### Your task
Rewrite all the records below, swapping every "target" for "label" and leaving everything else unchanged.

### Task input

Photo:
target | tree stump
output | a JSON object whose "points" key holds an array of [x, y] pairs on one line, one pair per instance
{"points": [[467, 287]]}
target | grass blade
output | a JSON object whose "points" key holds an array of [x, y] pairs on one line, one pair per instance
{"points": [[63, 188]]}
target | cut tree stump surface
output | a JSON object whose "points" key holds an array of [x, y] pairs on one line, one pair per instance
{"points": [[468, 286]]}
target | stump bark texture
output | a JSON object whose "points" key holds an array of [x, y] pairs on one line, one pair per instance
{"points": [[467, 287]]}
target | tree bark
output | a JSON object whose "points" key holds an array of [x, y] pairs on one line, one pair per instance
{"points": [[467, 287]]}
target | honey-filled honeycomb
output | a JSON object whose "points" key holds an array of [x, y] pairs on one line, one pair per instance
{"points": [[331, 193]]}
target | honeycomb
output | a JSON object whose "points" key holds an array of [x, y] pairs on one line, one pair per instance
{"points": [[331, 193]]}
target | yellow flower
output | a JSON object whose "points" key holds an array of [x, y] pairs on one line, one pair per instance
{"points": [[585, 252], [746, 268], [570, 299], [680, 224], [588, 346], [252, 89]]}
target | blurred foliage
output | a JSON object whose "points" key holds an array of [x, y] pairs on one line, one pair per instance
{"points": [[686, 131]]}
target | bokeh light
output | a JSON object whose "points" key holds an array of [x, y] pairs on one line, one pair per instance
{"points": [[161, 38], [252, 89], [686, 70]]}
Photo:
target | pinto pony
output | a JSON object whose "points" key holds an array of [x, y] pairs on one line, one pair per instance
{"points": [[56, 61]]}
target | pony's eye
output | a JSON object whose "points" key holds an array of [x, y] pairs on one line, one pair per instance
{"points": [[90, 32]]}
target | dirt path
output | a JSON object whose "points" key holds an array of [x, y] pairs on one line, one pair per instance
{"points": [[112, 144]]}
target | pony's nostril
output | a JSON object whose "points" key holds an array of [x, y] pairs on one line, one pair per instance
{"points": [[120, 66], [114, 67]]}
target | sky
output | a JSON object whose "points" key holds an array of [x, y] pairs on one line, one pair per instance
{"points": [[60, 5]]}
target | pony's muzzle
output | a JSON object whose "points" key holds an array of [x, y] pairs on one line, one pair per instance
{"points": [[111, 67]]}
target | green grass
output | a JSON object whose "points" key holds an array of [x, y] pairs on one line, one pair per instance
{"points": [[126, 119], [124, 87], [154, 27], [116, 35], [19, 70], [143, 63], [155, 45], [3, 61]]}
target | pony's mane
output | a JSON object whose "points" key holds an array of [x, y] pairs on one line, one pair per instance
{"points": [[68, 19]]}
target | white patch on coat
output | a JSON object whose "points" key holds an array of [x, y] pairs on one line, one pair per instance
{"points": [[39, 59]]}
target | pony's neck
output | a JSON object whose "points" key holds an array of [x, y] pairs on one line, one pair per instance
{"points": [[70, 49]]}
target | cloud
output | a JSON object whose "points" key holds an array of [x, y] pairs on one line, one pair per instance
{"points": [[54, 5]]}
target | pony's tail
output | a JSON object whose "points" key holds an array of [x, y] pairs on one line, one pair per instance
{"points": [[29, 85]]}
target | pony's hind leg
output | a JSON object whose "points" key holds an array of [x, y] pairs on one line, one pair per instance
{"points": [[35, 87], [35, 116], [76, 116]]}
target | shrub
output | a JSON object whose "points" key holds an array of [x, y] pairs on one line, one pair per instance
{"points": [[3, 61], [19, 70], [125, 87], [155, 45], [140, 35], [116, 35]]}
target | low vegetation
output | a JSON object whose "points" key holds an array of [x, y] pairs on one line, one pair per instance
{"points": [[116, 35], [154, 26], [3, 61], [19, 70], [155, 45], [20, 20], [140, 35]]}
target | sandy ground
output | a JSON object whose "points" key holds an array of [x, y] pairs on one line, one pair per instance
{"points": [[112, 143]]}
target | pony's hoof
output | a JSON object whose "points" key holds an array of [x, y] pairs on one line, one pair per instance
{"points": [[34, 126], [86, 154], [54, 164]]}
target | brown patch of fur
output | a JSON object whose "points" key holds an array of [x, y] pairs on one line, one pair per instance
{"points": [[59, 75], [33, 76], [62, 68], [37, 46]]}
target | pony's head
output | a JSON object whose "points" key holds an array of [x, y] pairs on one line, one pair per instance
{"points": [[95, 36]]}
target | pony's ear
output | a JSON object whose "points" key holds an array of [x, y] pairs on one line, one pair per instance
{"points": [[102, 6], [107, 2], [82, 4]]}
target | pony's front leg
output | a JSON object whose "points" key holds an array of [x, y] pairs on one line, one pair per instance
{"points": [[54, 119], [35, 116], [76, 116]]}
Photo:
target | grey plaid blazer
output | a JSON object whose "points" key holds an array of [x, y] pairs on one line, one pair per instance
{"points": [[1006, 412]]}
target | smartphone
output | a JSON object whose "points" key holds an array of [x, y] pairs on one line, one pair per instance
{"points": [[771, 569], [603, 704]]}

### Answer in full
Photo:
label | tree stump
output | a JSON object whose "points" key holds an array of [x, y] pairs on one line, one pair per instance
{"points": [[467, 287]]}
label | grass blade
output | a JSON object whose "points" key holds an array of [x, y] pairs on one line, one pair per instance
{"points": [[63, 188]]}
label | cut tree stump surface
output | a JSON object whose "points" key holds an array of [x, y] pairs on one line, one pair per instance
{"points": [[468, 286]]}
label | stump bark texture
output | a JSON object whose "points" key holds an array of [x, y] pairs on one line, one pair per instance
{"points": [[467, 287]]}
label | tree bark
output | a JSON object whose "points" key holds an array of [x, y] pairs on one line, one pair per instance
{"points": [[467, 287]]}
label | honey-filled honeycomb
output | a JSON object whose "points" key holds an array of [x, y] pairs on one line, one pair per instance
{"points": [[331, 193]]}
label | honeycomb
output | a JSON object whose "points" key holds an array of [x, y] pairs on one line, one pair per instance
{"points": [[331, 193]]}
label | yellow flower
output | a JSON object whose "points" key holds an array of [x, y] pairs on one line, one pair per instance
{"points": [[585, 252], [746, 268], [570, 299], [680, 224], [588, 346], [252, 89]]}
label | blurred foliage
output | a JSON object whose "points" key holds an array of [x, y] pairs on one line, one pair per instance
{"points": [[686, 131]]}
label | bokeh light
output | a JSON object whose "points" key holds an array of [x, y] pairs on one line, one pair per instance
{"points": [[161, 38], [252, 89], [686, 70]]}
Photo:
label | pinto pony
output | a JSON object whose "points" key holds an array of [x, y] pairs on one line, one pair per instance
{"points": [[56, 61]]}
label | pony's eye
output | a JSON object whose "points" key holds an array of [x, y] pairs on one line, one pair per instance
{"points": [[90, 32]]}
label | dirt path
output | a JSON object whose "points" key holds an array of [x, y] pairs on one line, one pair per instance
{"points": [[112, 144]]}
label | pony's nostril
output | a JSON object whose "points" key holds an array of [x, y] pairs on one line, one pair per instance
{"points": [[120, 66], [114, 67]]}
label | sky
output | a JSON object whose "points" key holds an array of [x, y] pairs on one line, one pair per instance
{"points": [[60, 5]]}
label | pony's muzzle
output | a JSON object whose "points" key holds an array of [x, y] pairs on one line, one pair per instance
{"points": [[111, 67]]}
label | green grass
output | a JSON object whose "points" key holds an array of [x, y] pairs on one line, one pair per instance
{"points": [[126, 119], [124, 87], [154, 27], [116, 35], [19, 70], [143, 63], [155, 45], [3, 61]]}
label | pony's mane
output | a JSON object whose "points" key holds an array of [x, y] pairs on one line, one pair per instance
{"points": [[68, 19]]}
label | white patch on coat
output | a JSON object whose "points" key holds an array of [x, y] pairs on one line, one pair per instance
{"points": [[39, 59]]}
label | pony's neck
output | a JSON object whose "points" key holds an array of [x, y] pairs on one line, one pair per instance
{"points": [[70, 49]]}
label | cloud
output | a JSON object whose "points" key holds an array of [x, y] pairs on one line, one pair per instance
{"points": [[54, 5]]}
label | pony's tail
output | a JSON object whose "points" key holds an array of [x, y] pairs on one line, one pair per instance
{"points": [[29, 85]]}
label | pony's hind leg
output | a JSON object whose "points" key holds an array of [x, y] pairs on one line, one pair per instance
{"points": [[35, 87], [35, 116], [76, 116]]}
label | shrub
output | a JSON object whose "points" key holds an array of [x, y] pairs on one line, one pair per instance
{"points": [[3, 61], [19, 70], [125, 87], [155, 45], [140, 35], [116, 35]]}
label | low vegetation
output | a JSON object whose "points" key holds an array of [x, y] pairs on one line, one pair per instance
{"points": [[116, 35], [154, 26], [3, 61], [19, 70], [155, 45], [20, 20], [140, 35]]}
label | sandy ground
output | a JSON object whose "points" key holds an array of [x, y] pairs on one line, one pair per instance
{"points": [[112, 143]]}
label | pony's hoof
output | a JSON object whose "points" key holds an array of [x, y] pairs on one line, one pair per instance
{"points": [[34, 126], [86, 154], [54, 164]]}
label | brown patch of fur
output | a JSON object whose "points" key holds an array of [x, y] pairs on one line, one pair per instance
{"points": [[59, 75], [33, 76], [62, 68], [37, 46]]}
label | pony's head
output | a JSON object whose "points" key holds an array of [x, y] pairs on one line, one pair per instance
{"points": [[95, 36]]}
label | pony's ear
output | a JSON object whose "points" key holds an array of [x, y] pairs on one line, one pair per instance
{"points": [[102, 6], [107, 2], [82, 4]]}
label | pony's front leg
output | a JSON object whose "points" key holds an array of [x, y] pairs on one line, one pair per instance
{"points": [[54, 119], [35, 116], [76, 116]]}
Photo:
label | grey plaid blazer
output | a JSON object whose "points" key holds an array of [x, y] pairs on one line, one pair per instance
{"points": [[1006, 412]]}
label | smartphone
output | a JSON object whose "points" key holds an array of [x, y] pairs on one line, one pair per instance
{"points": [[771, 569], [603, 704]]}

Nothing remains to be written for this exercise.